Records to process:
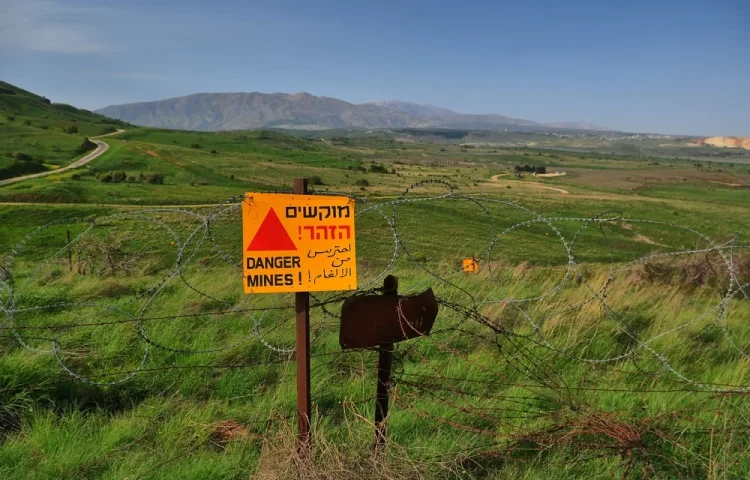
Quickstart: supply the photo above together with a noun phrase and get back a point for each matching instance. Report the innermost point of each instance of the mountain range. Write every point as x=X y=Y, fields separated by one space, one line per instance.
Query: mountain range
x=239 y=111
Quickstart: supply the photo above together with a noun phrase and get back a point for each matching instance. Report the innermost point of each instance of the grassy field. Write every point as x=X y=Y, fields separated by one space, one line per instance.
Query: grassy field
x=133 y=353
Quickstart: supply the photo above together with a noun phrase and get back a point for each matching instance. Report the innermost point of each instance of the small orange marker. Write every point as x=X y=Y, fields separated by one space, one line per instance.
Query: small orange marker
x=470 y=264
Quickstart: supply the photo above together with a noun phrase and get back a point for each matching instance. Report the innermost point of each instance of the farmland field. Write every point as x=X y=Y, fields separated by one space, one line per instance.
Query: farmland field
x=604 y=336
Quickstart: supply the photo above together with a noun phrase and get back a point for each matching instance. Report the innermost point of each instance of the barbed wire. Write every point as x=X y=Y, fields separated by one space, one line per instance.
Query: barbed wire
x=523 y=330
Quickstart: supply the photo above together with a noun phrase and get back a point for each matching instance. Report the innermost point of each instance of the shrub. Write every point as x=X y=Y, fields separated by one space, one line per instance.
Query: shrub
x=154 y=178
x=375 y=168
x=85 y=146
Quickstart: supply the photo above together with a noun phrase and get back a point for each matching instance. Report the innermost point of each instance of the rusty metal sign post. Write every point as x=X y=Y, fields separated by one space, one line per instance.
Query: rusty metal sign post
x=302 y=344
x=299 y=243
x=369 y=321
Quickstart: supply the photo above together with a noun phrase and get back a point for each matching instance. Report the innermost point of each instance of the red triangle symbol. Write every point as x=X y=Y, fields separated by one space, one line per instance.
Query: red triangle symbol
x=271 y=235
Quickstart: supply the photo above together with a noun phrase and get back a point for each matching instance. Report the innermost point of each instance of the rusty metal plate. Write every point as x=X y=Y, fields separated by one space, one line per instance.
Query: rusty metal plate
x=371 y=320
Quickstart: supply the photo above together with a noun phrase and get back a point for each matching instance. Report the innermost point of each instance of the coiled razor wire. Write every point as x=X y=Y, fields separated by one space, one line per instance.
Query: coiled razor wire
x=203 y=233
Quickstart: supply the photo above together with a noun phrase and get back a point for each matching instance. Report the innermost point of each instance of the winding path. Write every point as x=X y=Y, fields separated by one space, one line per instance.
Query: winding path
x=101 y=147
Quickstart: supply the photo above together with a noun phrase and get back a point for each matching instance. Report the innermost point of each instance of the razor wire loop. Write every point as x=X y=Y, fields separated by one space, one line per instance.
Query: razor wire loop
x=203 y=234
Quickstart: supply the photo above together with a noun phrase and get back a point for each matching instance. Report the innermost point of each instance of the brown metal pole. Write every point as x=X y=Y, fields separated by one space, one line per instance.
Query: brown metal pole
x=70 y=253
x=302 y=343
x=385 y=363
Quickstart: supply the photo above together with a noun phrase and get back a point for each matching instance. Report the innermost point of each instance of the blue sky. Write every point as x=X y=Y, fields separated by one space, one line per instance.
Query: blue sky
x=657 y=66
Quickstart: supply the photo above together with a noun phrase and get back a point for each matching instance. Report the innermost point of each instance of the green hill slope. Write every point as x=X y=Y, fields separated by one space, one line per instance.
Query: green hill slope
x=38 y=135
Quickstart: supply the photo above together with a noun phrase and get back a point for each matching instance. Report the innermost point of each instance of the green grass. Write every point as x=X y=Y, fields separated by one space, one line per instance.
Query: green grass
x=469 y=402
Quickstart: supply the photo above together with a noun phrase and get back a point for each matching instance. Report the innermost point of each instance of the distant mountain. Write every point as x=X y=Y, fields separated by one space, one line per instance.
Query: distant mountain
x=238 y=111
x=575 y=126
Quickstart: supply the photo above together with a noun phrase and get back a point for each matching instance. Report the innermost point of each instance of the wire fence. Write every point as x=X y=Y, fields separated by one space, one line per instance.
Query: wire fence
x=563 y=313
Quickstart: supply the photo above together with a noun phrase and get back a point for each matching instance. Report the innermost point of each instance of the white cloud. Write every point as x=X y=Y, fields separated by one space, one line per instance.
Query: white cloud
x=141 y=76
x=51 y=26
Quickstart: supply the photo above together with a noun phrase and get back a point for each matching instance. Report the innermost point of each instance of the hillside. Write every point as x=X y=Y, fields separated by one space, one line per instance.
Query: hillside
x=238 y=111
x=38 y=135
x=729 y=142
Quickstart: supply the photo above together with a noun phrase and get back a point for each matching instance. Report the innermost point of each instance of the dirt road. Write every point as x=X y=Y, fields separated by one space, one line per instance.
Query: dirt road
x=101 y=147
x=496 y=178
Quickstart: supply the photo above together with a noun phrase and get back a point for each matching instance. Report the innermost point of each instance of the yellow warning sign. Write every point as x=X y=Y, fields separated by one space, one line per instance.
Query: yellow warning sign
x=298 y=243
x=470 y=264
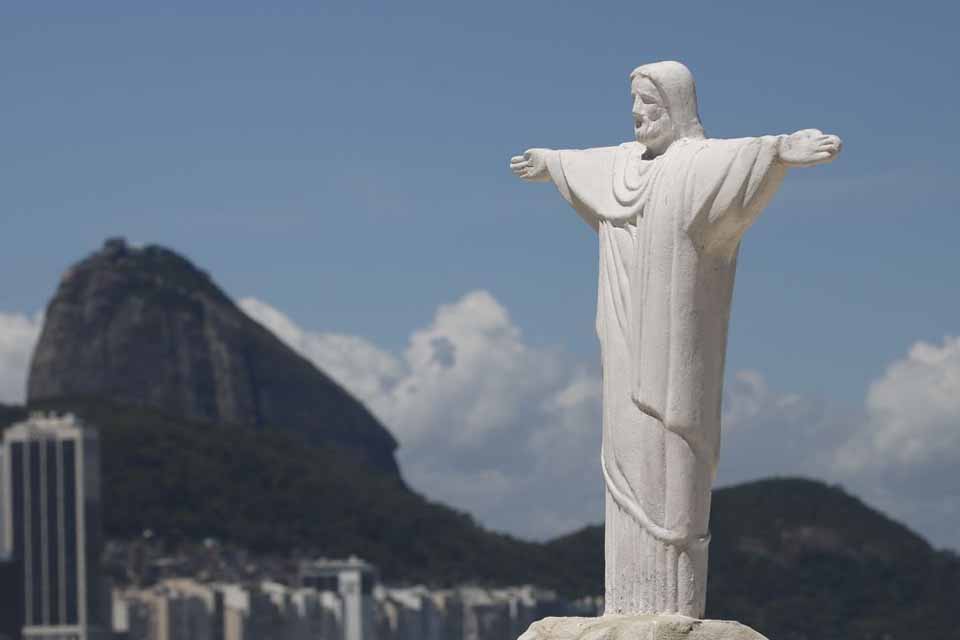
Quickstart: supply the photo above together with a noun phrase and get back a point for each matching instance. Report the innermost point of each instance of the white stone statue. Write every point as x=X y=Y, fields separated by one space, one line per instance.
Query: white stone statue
x=670 y=210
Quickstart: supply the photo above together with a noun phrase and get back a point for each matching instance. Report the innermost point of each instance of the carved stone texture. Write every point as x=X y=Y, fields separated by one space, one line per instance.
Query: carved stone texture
x=639 y=627
x=670 y=209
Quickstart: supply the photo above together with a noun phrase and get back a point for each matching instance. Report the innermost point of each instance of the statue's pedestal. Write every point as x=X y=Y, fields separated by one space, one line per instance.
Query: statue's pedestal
x=639 y=627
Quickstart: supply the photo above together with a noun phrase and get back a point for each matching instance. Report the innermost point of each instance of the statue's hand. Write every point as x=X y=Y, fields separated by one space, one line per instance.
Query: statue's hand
x=808 y=147
x=531 y=166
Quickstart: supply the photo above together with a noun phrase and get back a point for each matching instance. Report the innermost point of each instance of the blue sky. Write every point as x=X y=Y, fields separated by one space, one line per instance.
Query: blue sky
x=346 y=164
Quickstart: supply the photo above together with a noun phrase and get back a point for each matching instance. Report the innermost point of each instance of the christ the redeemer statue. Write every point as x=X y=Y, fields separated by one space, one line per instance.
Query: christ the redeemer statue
x=670 y=210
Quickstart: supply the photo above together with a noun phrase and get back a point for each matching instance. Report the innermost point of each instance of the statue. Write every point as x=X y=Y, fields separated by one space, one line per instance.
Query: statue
x=670 y=210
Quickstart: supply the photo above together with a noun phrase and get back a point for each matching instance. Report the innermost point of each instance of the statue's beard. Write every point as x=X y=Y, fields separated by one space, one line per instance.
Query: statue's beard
x=655 y=134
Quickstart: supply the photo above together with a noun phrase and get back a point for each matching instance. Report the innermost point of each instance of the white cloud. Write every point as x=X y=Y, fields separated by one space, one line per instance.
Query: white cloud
x=903 y=454
x=18 y=335
x=511 y=433
x=485 y=421
x=913 y=413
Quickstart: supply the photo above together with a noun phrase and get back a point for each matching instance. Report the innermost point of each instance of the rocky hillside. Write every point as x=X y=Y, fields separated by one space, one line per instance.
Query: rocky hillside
x=793 y=558
x=144 y=326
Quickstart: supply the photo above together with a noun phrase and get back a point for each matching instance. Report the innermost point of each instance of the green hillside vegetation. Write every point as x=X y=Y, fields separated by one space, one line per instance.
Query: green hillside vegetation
x=793 y=558
x=271 y=492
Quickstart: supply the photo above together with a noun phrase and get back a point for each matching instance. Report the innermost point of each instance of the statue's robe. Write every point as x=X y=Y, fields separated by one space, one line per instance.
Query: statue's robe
x=670 y=231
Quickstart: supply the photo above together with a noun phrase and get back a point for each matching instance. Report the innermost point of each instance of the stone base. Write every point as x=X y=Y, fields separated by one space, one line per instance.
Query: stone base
x=639 y=627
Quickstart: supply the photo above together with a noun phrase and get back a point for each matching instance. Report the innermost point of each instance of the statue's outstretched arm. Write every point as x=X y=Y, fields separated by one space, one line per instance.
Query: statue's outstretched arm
x=808 y=147
x=532 y=165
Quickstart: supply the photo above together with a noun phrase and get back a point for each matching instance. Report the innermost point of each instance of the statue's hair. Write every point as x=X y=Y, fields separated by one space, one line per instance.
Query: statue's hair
x=677 y=88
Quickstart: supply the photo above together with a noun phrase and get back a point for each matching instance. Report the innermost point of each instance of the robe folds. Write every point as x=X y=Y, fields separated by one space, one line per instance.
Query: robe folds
x=669 y=231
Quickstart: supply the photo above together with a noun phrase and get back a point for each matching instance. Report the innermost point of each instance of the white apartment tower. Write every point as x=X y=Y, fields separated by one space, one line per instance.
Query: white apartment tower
x=51 y=499
x=353 y=579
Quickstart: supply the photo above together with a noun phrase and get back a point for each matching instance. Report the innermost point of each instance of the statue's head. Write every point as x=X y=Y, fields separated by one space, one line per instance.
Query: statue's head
x=664 y=105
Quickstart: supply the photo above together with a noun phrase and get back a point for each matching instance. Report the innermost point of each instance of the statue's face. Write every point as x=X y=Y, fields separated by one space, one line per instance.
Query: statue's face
x=651 y=120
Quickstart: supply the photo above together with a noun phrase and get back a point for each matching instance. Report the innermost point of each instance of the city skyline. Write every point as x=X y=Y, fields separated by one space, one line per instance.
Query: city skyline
x=343 y=174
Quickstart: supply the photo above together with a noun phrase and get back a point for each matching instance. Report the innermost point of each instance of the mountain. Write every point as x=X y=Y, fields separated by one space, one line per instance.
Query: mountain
x=794 y=558
x=145 y=326
x=798 y=560
x=211 y=427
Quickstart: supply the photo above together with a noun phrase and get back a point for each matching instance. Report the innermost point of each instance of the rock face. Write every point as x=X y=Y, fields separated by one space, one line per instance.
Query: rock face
x=145 y=326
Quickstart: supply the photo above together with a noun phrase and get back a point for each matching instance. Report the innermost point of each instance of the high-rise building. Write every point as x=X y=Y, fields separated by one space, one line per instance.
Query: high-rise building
x=51 y=496
x=354 y=580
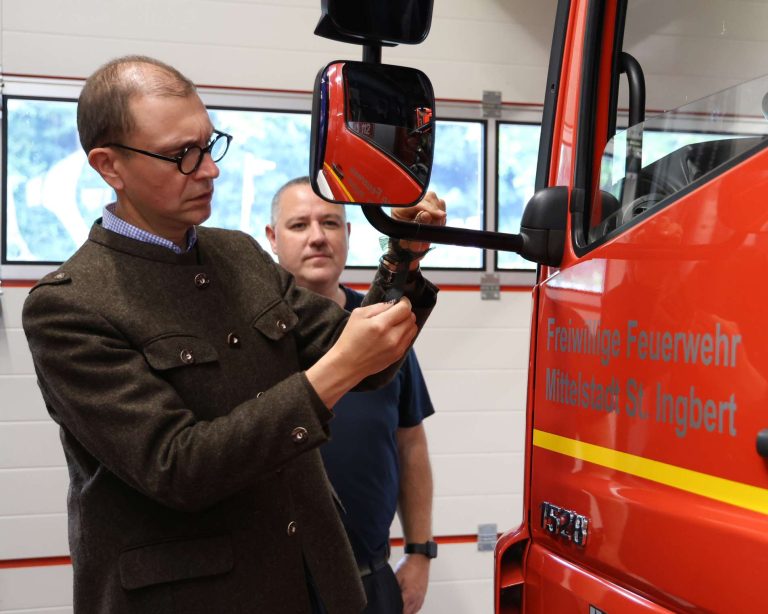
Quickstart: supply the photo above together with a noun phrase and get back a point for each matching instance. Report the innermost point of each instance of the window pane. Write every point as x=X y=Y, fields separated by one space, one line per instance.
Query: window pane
x=518 y=146
x=665 y=155
x=52 y=194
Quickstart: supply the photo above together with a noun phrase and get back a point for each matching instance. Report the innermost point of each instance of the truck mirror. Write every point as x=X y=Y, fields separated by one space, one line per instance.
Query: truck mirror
x=372 y=136
x=390 y=22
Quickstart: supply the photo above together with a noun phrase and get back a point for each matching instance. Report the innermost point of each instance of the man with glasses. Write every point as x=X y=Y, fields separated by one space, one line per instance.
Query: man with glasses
x=191 y=378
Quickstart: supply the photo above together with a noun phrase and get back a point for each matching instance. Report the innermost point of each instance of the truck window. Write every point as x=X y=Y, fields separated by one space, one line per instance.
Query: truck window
x=676 y=150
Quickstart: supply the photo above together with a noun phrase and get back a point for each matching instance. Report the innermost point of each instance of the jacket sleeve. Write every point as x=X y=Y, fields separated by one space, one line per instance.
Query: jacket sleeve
x=99 y=387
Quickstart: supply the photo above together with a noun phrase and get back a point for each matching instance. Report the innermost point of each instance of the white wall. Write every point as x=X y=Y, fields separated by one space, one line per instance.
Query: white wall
x=474 y=352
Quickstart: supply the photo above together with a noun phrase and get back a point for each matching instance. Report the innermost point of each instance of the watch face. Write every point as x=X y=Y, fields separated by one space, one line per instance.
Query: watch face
x=428 y=549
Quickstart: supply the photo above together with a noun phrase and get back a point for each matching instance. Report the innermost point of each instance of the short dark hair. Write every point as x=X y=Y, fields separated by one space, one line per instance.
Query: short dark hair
x=103 y=111
x=279 y=194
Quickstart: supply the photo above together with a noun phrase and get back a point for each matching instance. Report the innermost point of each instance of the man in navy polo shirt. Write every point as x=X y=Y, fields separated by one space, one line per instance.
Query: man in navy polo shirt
x=377 y=459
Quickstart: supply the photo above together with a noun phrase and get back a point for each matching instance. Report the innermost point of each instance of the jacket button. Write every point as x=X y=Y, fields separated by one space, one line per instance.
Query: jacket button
x=299 y=434
x=202 y=280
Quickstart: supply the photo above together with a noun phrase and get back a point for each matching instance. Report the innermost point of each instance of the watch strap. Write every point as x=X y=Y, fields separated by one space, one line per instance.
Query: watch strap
x=428 y=549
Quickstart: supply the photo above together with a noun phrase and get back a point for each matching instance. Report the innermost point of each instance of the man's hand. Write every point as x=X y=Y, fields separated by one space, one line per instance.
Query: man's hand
x=374 y=337
x=430 y=210
x=412 y=572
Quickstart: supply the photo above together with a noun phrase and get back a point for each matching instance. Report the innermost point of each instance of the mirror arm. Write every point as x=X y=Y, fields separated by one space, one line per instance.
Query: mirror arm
x=444 y=235
x=542 y=229
x=372 y=53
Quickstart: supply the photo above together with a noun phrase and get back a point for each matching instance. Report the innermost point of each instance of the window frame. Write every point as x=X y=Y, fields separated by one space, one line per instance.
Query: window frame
x=285 y=101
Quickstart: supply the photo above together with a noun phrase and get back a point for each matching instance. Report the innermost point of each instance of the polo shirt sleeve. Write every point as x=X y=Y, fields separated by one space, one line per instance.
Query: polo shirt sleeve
x=415 y=403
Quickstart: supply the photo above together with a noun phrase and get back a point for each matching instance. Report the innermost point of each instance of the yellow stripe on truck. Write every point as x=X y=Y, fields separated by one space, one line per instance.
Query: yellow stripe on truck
x=741 y=495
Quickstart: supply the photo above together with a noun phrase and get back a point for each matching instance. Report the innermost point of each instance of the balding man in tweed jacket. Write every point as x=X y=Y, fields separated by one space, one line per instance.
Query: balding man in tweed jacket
x=191 y=378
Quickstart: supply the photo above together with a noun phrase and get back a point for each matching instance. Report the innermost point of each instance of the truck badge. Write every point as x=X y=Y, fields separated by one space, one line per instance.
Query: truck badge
x=564 y=523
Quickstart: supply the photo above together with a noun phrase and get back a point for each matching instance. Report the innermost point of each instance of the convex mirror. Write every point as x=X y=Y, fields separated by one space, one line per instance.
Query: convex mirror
x=373 y=134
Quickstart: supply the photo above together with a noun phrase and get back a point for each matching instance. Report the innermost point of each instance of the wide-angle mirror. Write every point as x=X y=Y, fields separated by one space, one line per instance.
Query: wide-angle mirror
x=372 y=134
x=390 y=22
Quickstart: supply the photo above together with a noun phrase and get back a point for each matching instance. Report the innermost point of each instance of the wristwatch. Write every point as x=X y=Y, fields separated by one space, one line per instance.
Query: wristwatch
x=428 y=549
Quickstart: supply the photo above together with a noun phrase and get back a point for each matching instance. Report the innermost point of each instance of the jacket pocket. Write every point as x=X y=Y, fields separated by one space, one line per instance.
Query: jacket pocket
x=276 y=320
x=175 y=560
x=175 y=350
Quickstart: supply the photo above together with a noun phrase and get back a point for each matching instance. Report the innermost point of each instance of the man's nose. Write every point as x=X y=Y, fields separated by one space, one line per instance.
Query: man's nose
x=316 y=233
x=208 y=168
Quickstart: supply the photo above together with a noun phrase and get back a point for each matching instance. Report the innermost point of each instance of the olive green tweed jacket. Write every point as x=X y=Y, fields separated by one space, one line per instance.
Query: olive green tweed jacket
x=190 y=430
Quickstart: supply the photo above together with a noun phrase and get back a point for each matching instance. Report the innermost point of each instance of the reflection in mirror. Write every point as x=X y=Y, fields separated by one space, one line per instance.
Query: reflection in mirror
x=372 y=134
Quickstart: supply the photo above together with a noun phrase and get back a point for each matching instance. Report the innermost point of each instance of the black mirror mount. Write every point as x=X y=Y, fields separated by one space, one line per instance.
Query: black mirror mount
x=542 y=229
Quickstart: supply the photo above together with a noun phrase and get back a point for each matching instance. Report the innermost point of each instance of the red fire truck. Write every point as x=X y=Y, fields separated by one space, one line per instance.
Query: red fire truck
x=647 y=416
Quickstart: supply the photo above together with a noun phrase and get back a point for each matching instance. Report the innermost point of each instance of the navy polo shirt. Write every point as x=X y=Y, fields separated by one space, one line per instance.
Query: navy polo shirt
x=361 y=457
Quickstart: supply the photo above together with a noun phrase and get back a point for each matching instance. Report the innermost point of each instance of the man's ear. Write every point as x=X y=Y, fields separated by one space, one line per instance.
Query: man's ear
x=103 y=159
x=270 y=232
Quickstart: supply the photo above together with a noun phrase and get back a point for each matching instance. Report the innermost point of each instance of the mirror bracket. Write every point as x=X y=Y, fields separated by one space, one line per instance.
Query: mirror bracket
x=541 y=238
x=372 y=53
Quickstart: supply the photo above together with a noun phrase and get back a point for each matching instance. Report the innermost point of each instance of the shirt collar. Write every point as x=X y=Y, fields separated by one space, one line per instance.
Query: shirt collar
x=110 y=221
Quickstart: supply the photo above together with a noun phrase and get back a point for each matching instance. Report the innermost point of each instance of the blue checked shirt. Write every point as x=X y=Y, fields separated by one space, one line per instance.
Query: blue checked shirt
x=111 y=222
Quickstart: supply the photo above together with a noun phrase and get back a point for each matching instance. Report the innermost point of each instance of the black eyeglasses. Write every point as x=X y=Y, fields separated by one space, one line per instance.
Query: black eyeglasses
x=189 y=160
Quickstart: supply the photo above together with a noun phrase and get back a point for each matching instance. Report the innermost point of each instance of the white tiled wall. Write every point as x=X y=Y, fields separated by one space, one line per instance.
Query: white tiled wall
x=474 y=353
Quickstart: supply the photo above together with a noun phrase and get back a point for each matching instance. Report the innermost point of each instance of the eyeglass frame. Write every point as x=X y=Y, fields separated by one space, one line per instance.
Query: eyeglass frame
x=177 y=159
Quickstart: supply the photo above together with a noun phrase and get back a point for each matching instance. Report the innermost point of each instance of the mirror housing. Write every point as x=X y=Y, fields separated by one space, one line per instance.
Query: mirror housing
x=363 y=22
x=372 y=142
x=372 y=135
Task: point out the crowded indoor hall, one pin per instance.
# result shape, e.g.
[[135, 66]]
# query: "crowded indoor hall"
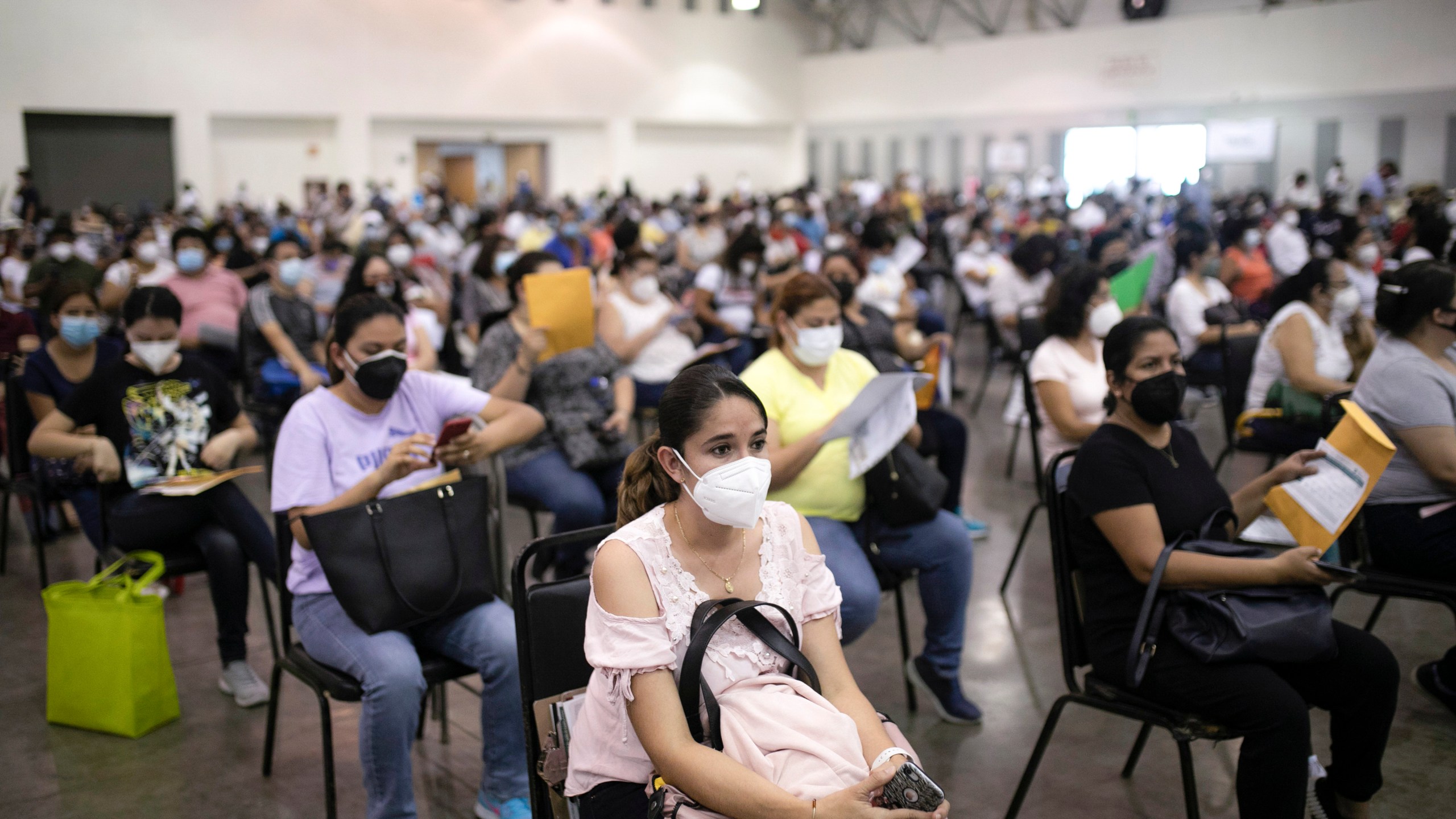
[[574, 410]]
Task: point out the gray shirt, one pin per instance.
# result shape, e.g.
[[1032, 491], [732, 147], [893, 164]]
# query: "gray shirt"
[[1404, 390]]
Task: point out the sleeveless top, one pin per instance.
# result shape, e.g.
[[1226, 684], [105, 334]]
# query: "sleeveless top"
[[603, 745]]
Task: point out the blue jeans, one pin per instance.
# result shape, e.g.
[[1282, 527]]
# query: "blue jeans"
[[940, 550], [388, 665]]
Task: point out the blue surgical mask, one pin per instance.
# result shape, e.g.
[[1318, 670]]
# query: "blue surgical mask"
[[191, 260], [79, 331]]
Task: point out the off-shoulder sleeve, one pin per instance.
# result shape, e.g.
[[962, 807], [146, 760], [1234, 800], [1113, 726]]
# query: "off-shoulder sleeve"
[[625, 646]]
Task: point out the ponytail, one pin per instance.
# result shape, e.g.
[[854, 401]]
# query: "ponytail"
[[644, 483]]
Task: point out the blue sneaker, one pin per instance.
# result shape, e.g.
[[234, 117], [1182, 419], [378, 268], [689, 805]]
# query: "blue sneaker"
[[490, 808], [945, 693]]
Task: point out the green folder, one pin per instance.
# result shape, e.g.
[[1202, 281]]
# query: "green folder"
[[1130, 286]]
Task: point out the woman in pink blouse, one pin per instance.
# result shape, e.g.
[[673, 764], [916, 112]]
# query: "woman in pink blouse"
[[695, 527]]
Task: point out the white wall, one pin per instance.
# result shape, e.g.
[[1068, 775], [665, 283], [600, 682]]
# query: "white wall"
[[578, 75]]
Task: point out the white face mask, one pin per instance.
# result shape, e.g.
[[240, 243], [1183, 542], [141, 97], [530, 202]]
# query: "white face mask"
[[646, 289], [731, 494], [1104, 318], [817, 344], [155, 354]]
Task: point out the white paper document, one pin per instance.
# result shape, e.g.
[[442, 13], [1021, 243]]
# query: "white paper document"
[[878, 419], [1331, 493]]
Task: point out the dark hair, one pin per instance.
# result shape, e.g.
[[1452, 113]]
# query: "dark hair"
[[1120, 346], [680, 414], [1068, 301], [1408, 295], [188, 232], [1301, 286], [796, 295], [150, 304], [64, 291], [353, 314], [524, 266]]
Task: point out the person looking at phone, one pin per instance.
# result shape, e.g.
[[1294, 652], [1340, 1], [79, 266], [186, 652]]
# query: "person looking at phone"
[[695, 527], [1139, 483], [370, 435]]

Given exercise: Return, unchanged, the lines from the line that contains "the statue's beard." to the line that contains "x=271 y=492", including both of those lines.

Answer to the task:
Quickstart: supply the photo above together with a noun phrase and get back a point for each matching instance. Report the innermost point of each instance of the statue's beard. Write every point as x=X y=Y, fields separated by one space, one line per instance.
Query: statue's beard
x=655 y=134
Quickstart: supply the photo above together with a noun phrase and get back a point for each matching instance. Report the innermost point of each instance of the white cloud. Write every point as x=X y=Y, fields separated by one space, one line per instance.
Query: white cloud
x=903 y=454
x=18 y=335
x=511 y=433
x=485 y=421
x=913 y=413
Quickstart: supply the photo above together with a noun phrase and get back a point for each matching instance. Report the innermost point of each instance of the rocky hillside. Write every point as x=X y=Y, fields separated by one space, one line per instance.
Query: rocky hillside
x=793 y=558
x=144 y=326
Quickstart: supply the photo above together with a noun phrase and get back a point for each matching instance. Report the innermost point of each instance of the green hillside vegetation. Write every point as x=X y=Y, fields separated by one space, one line per instance.
Query: green hillside vegetation
x=793 y=558
x=271 y=492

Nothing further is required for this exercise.